* begin Records shown *

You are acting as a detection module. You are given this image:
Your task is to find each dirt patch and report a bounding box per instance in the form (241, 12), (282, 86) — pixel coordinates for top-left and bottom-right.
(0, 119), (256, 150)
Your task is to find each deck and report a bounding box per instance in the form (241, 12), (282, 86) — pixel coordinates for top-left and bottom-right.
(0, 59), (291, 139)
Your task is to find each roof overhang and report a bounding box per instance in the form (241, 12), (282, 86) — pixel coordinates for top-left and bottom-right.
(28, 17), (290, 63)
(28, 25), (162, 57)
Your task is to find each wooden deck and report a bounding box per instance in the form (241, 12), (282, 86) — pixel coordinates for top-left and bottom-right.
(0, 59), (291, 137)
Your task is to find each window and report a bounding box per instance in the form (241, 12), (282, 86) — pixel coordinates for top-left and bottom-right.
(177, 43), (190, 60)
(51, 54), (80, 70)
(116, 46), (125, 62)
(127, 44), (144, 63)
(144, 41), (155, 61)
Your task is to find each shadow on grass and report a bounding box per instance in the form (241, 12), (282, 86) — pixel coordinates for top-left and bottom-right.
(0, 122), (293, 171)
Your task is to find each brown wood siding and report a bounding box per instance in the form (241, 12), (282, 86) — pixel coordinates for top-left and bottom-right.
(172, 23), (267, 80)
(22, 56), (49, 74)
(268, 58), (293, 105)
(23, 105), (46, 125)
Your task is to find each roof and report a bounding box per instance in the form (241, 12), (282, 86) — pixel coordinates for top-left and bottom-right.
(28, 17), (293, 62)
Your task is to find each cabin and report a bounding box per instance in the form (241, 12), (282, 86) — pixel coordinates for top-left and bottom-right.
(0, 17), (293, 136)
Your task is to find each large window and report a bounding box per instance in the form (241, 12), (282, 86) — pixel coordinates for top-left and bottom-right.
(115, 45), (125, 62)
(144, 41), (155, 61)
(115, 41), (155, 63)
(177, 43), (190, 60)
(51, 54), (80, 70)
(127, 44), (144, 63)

* end Records shown *

Goal of the exercise: Can you copy all of the rows above word for word, with no changes?

Finished exercise:
You are acting as a detection module. You are given this image:
Your task is to find each dirt patch and report a bounding box per instance in the form (241, 12), (282, 86) — pixel coordinates for top-left and bottom-right.
(0, 119), (256, 150)
Your task is to find each deck and report a bounding box per instance in the form (241, 12), (282, 86) — pixel coordinates for top-left and bottom-right.
(0, 59), (291, 139)
Your task is to find each roof overhang and report a bounding box per instance in the form (241, 12), (282, 86) — pixel coordinates for top-left and bottom-right.
(28, 17), (290, 63)
(28, 25), (162, 57)
Your task is to find each wooden deck and report a bounding box per instance in the form (241, 12), (282, 86) — pixel coordinates for top-left and bottom-right.
(0, 59), (291, 137)
Your task is to find each window and report a bounding box per instance in the form (241, 12), (282, 86) — pixel coordinates for top-left and bottom-right.
(177, 43), (190, 60)
(51, 54), (80, 70)
(116, 46), (125, 62)
(127, 44), (144, 63)
(144, 41), (155, 61)
Your task is to find each shadow on grass and report a bounding box per instance in the form (241, 12), (282, 86) — pixel coordinates for top-left and bottom-right.
(0, 122), (293, 171)
Your task is to find each brown wood siding and report a bounding box per instance in the form (241, 12), (282, 86) — pixel coordinates for top-left and bottom-right.
(172, 23), (267, 80)
(22, 56), (49, 74)
(268, 58), (293, 105)
(23, 105), (46, 125)
Your task is to find each roof and report a bounding box per instance in the form (241, 12), (282, 86) — pixel coordinates for top-left and bottom-right.
(28, 17), (293, 62)
Your task is to find each cabin and report a bounding box per instance in the form (241, 12), (282, 86) — pixel coordinates for top-left and bottom-right.
(0, 17), (293, 136)
Your task is to find each large window and report a bounding box per instance in the form (241, 12), (282, 86) — pixel coordinates for top-left and bottom-right.
(115, 45), (125, 62)
(144, 41), (155, 61)
(115, 41), (155, 63)
(177, 43), (190, 60)
(51, 54), (80, 70)
(127, 44), (144, 63)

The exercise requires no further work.